▶ **The task**
What you return must match the material exactly, with every line present.
-*-*-
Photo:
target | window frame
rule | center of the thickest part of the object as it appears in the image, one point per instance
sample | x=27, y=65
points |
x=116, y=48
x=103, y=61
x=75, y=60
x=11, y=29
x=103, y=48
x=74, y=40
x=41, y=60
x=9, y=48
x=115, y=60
-*-*-
▶ **Response area**
Photo:
target | window frame
rule | center of the thickest part of the object as it appears in the image, one point per instance
sample | x=27, y=65
points |
x=116, y=48
x=103, y=61
x=75, y=60
x=11, y=29
x=103, y=48
x=74, y=40
x=41, y=60
x=9, y=48
x=115, y=60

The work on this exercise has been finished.